▶ Excerpt:
──────────────────────────────

Seller hereby warrants to Buyer and agrees to certify to Buyer at the time of harvesting of said fruit purchased that any pesticides, herbicides, fungicides and other agricultural chemicals used in the production of said orange crop or to which
said orange crop is at any time exposed, have been used and applied in accordance with all applicable local, state and federal laws and regulations including the Federal Worker Protection Standard, and that any applicable waiting period(s) have
expired and that it is safe for workers to enter the harvesting area and harvest the orange crop. Responsibility for harvesting and delivering of the fruit in this Contract shall be governed by the box marked below. (Mark the applicable box
below.) 
  

 2 

	 ̈	Seller will harvest or will arrange for harvesting of the fruit covered by this Contract. At the time title to fruit passes to Buyer, Buyer will deduct all appropriate fees,
charges, costs, etc outlined in Clauses 4 and/or 6 from amounts owed to Seller. 

  

	x	Buyer, acting as agent for Seller, will arrange with independent contract harvesters for the harvesting of the fruit covered by this Contract. Harvesting will be at
Buyer’s direction after the fruit meets Federal and State tests and Buyer’s requirements. At the time Buyer harvests this fruit, Buyer will deduct all actual harvesting costs, including all appropriate fees, charges, costs, etc. outlined
in Clauses 4 and/or 6 from amounts owed to Seller. In addition, a fee as determined by Buyer will be assessed to partially offset the cost of the quality assurance in field and contract compliance and harvesting accounting. 

6. PAYMENT: Purchase Price. Buyer shall pay the purchase price of the fruit as defined in this Contract minus deductions to Seller two weeks following
the week of delivery, and provide Seller therewith an explanation and accounting thereof. 
 Pricing Adjustments. This Contract and the pricing
calculations contained herein are based upon the applicable tariffs, rules, regulations and laws of the Federal, State, and local governmental bodies for fruit purchases and processing as of the date of this Contract. The parties agree that should
any of these items change during the pendency of this Contract, the calculated price per pound of solids as provided herein shall also be changed to reflect the economic impact of the change, provided that the change is not offset with an equal
compensatory change to the Buyer in another area. In the event the economic impact cannot be agreed upon, the Contract balances may be cancelled by mutual agreement without further liability or obligation upon either party.

──────────────────────────────

▶ Data records:

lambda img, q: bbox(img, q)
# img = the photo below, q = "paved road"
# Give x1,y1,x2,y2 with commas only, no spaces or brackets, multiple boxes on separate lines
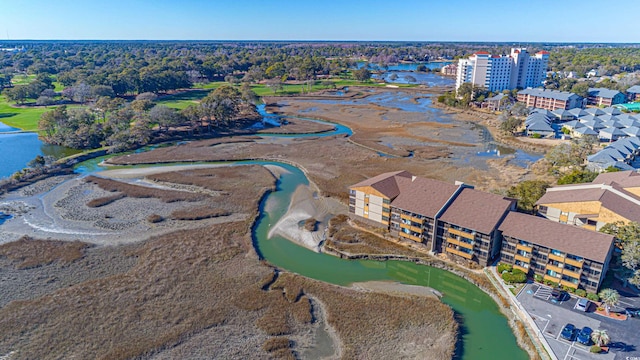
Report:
517,284,640,360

──────────────────────────────

▶ Exercise set:
(a) Name each specific type of agricultural chemical that the orange contract excerpt lists in the seller's warranty.
(b) Write out the part of the orange contract excerpt starting at "Pricing Adjustments. This" and ending at "upon either party.".

▶ The results:
(a) Pesticides, herbicides, fungicides

(b)
Pricing Adjustments. This Contract and the pricing
calculations contained herein are based upon the applicable tariffs, rules, regulations and laws of the Federal, State, and local governmental bodies for fruit purchases and processing as of the date of this Contract. The parties agree that should
any of these items change during the pendency of this Contract, the calculated price per pound of solids as provided herein shall also be changed to reflect the economic impact of the change, provided that the change is not offset with an equal
compensatory change to the Buyer in another area. In the event the economic impact cannot be agreed upon, the Contract balances may be cancelled by mutual agreement without further liability or obligation upon either party.